• WRITTEN TASK
Retype the lines below without any changes, beginning at the line that contains "Segment out the light" and ending after the line that contains "xmin=564 ymin=356 xmax=1280 ymax=409". Include both of those lines.

• DATA RECORDS
>>>>>
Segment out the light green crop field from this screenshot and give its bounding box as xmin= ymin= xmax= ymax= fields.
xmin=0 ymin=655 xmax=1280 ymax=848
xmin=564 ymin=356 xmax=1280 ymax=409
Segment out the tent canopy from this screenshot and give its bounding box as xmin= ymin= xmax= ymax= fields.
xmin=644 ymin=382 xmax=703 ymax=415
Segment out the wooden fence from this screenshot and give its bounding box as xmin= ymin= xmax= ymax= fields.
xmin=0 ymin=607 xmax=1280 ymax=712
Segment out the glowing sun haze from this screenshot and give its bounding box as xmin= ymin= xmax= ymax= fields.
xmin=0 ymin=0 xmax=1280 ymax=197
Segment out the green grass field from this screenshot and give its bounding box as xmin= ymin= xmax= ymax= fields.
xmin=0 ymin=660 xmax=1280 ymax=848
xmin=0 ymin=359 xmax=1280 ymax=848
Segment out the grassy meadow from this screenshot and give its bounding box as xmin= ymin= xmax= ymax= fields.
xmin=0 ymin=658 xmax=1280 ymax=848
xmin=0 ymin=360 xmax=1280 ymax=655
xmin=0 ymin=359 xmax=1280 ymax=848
<<<<<
>>>>>
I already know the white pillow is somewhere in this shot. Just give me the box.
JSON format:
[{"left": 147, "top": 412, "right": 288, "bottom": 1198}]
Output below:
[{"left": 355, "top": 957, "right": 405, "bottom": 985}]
<<<<<
>>>>>
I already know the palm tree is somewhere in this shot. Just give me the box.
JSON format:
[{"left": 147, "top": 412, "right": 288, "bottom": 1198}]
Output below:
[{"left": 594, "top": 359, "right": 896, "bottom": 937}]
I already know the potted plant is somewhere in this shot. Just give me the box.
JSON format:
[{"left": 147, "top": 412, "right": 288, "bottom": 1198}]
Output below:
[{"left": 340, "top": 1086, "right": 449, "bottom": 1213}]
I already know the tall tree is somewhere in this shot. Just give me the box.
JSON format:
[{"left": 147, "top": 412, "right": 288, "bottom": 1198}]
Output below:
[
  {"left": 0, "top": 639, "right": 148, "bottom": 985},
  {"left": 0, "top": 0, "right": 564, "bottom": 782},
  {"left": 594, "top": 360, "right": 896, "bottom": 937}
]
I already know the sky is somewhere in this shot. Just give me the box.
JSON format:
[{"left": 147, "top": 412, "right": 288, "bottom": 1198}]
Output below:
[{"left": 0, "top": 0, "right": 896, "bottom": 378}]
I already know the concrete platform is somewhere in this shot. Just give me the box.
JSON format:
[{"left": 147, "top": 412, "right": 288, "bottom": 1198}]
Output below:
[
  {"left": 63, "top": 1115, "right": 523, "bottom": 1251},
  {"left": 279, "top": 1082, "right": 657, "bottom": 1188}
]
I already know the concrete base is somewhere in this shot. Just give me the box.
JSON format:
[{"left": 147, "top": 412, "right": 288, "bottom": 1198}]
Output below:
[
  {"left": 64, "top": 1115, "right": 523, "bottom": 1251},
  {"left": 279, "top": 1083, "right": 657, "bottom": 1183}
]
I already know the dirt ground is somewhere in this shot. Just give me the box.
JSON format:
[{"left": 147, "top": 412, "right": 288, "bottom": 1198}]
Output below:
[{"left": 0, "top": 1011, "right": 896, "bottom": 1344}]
<<<<<
• FULL SOLUTION
Segment out the light green crop field from this screenshot and give its bounding box as xmin= ymin= xmax= ymax= fields.
xmin=0 ymin=655 xmax=1280 ymax=848
xmin=564 ymin=356 xmax=1280 ymax=409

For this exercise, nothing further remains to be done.